Collection entries
################

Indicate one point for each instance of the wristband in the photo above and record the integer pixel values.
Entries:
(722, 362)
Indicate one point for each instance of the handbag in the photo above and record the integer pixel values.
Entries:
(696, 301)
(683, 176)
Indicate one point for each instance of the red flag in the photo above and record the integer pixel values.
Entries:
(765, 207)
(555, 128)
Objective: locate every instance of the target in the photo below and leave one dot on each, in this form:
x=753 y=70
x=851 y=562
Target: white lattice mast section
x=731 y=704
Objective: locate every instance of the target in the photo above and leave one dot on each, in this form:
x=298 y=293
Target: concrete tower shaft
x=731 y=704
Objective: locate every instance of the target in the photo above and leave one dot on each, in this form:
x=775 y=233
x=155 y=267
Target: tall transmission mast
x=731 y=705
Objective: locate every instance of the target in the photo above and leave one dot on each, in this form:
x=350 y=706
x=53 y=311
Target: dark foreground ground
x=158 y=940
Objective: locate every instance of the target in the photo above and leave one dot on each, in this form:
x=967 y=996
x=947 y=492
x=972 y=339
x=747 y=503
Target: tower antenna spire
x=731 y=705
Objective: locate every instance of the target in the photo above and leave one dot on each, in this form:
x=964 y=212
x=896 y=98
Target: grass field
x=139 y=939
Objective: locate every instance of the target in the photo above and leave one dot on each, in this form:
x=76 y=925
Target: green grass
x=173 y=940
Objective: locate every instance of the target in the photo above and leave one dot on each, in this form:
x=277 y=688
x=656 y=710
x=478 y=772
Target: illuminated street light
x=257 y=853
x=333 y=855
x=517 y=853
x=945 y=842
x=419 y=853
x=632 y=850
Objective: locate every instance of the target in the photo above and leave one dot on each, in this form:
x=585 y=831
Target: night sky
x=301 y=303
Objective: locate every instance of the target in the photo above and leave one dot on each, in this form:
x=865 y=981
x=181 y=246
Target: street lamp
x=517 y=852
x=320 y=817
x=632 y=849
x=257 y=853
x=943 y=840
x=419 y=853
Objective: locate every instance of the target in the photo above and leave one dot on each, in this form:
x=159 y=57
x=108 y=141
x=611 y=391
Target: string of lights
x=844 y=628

################

**Exercise goal:** The output should match the records above exactly, entry for entry.

**Your solution:**
Indicate one point for each instance of the wristband in the photo above and record the integer pixel values.
Entries:
(722, 362)
Indicate one point for each instance of the handbag in the photo above and record the integer pixel values.
Entries:
(696, 301)
(683, 176)
Indicate one point for each instance of the red flag in the photo above and record the integer pixel values.
Entries:
(765, 207)
(555, 128)
Objective: locate every instance of the target in the photo below and leave one dot on each, in this form:
x=753 y=70
x=851 y=562
Target: white lattice mast section
x=731 y=704
Objective: locate every instance of the target in the photo above and leave one dot on each, in this form:
x=298 y=293
Target: concrete tower shaft
x=731 y=704
Objective: locate every instance of the target in the photo above and leave one dot on each, in this form:
x=775 y=233
x=155 y=267
Target: tall transmission mast
x=731 y=705
Objective: locate every instance of the target in the photo above and leave one dot on each, in this form:
x=350 y=706
x=53 y=311
Target: dark foreground ground
x=158 y=940
Objective: locate every instance of the target in the photo above and leave one dot on each, in this form:
x=967 y=996
x=947 y=492
x=972 y=339
x=747 y=503
Target: tower antenna spire
x=731 y=705
Objective: locate every instance of the target in the photo above and leave one dot on each, in this form:
x=964 y=212
x=896 y=98
Target: grass field
x=139 y=939
Objective: locate every instance of the target in the photo above and leave one dot on each, in this form:
x=76 y=925
Target: green grass
x=173 y=940
Objective: locate every instance of the target in the photo above and leave one dot on each, in this form:
x=277 y=688
x=656 y=710
x=478 y=772
Target: illuminated street light
x=257 y=853
x=333 y=855
x=517 y=853
x=945 y=842
x=419 y=853
x=632 y=850
Objective: locate every instance of the target in the photo above and leave one dot on each, in this form:
x=585 y=831
Target: night sky
x=301 y=303
Objective: locate every instance of the target in the photo above and leave one dot on each, in this form:
x=865 y=981
x=181 y=246
Target: street lamp
x=517 y=852
x=320 y=817
x=632 y=849
x=257 y=853
x=943 y=840
x=419 y=853
Objective: locate every instance of the target in the photo above and leave one dot on each, in this form:
x=159 y=57
x=108 y=141
x=611 y=391
Target: string of lights
x=844 y=628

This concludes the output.